The task. In the article on the history of Britain's betting shops, how many bookies had opened across the country within 18 months?

Source document.
• • • •

Fifty-five years ago, the Government of Harold MacMillan revolutionised the way Britain gambled as the first legal betting shops opened across the country. Before then, betting had been carried out clandestinely, on street corners, in pubs and clubs, even in factories. In Scotland there had been a significant increase in illegal betting shops, leading to criminal proceedings against 16,812 people in just one year. With an estimated 1,000 shops in Scotland alone, the 1960 Betting and Gaming Act, introduced by Home Secretary Rab Butler, was an attempt to end the black market in gambling and usher in a new era of legal betting shops. The Government view in Scotland was summed up by Under Secretary of State for Scotland Niall Macpherson. In a Commons debate, he said: “People want to bet. If they cannot bet legally, they will find ways of doing it which are not within the law.”

But the reforms would only go so far. in his memoirs, Butler wrote: “The House of Commons was so intent on making betting shops as sad as possible, in order not to deprave the young, that they ended up more like undertakers’ premises.” Indeed, they were not for the fainthearted – in the early days, bookmakers were smoky, dingy, uninviting venues with blacked out windows so as to avoid corrupting the passing public. But for a nation emerging from post-war austerity, they proved popular. Within 18 months, around 10,000 bookies had opened across the country.

Today, bookmakers remain very much part of our high streets, albeit they are very different to their 1960s counterparts and fewer in number. Gone are the blacked-out windows; today’s bookmakers are smoke (and alcohol) free, bright, modern and welcoming retail spaces. The austerity of the 1960s is a thing of the past.

Today’s bookmakers face a great deal more competition than they did in the 1960s. Now, it’s possible to gamble in an array of venues and even from the comfort of your own home. But bookmakers have endured for 55 years and remain popular. Around 650,000 people across Scotland enjoy a flutter in their local bookmakers. For many, the bookies is a community hub, a place to catch up with friends, watch live sport and enjoy a bet. The vast majority of customers bet responsibly, only spending what they can afford to lose.

• • • •

Provided records.
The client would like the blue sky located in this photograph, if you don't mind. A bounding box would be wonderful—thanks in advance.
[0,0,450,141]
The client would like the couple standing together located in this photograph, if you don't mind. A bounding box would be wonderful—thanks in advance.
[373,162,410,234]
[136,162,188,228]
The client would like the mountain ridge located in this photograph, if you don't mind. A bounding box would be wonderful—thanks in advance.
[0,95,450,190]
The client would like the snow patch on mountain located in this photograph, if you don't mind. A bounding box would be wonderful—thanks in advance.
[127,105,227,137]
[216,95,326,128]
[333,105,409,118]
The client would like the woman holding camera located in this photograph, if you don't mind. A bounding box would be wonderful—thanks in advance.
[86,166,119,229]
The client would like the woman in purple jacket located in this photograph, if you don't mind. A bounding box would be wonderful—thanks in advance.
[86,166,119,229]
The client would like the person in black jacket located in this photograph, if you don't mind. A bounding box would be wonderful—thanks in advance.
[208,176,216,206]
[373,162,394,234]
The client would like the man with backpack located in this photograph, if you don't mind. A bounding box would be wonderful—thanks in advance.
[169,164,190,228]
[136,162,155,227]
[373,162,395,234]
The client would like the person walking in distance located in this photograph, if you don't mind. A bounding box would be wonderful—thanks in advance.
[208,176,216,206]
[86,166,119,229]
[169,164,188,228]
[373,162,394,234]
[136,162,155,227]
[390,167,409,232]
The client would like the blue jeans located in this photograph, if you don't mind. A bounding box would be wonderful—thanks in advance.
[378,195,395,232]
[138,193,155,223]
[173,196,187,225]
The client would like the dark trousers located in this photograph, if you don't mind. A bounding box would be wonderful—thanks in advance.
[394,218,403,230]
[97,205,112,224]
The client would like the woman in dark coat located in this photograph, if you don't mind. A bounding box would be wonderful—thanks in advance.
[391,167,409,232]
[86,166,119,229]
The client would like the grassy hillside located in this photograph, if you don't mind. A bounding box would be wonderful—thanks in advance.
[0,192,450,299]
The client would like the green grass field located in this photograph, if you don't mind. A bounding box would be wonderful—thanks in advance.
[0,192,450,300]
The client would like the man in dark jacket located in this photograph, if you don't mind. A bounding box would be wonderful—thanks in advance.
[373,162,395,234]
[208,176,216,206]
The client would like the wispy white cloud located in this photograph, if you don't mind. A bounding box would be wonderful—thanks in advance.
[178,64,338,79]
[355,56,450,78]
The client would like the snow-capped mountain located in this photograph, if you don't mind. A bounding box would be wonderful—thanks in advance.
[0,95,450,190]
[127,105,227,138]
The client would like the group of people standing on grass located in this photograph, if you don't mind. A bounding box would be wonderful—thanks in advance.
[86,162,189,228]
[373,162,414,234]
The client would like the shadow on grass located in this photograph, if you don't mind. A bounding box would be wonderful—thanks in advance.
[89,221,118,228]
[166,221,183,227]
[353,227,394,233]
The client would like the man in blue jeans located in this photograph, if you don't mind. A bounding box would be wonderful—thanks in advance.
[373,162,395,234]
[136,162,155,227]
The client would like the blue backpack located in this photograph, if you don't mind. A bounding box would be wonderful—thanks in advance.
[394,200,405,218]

• • • •

Final result. Around 10,000